Exercise goal: Please give the entries again in full and exactly, without any picture.

--

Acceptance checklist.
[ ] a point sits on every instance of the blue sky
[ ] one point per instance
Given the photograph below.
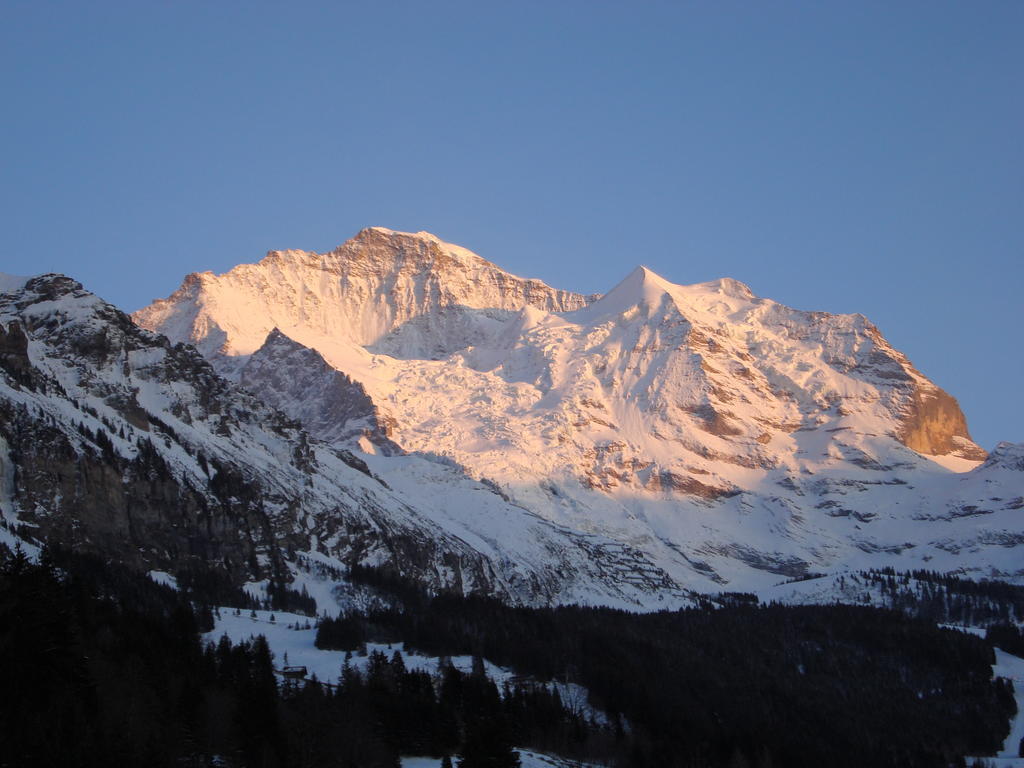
(839, 156)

--

Expected answer:
Acceptance checklist.
[ ] a point sits on every instance of the blue sky
[ ] one point per instance
Given the photograph below.
(839, 156)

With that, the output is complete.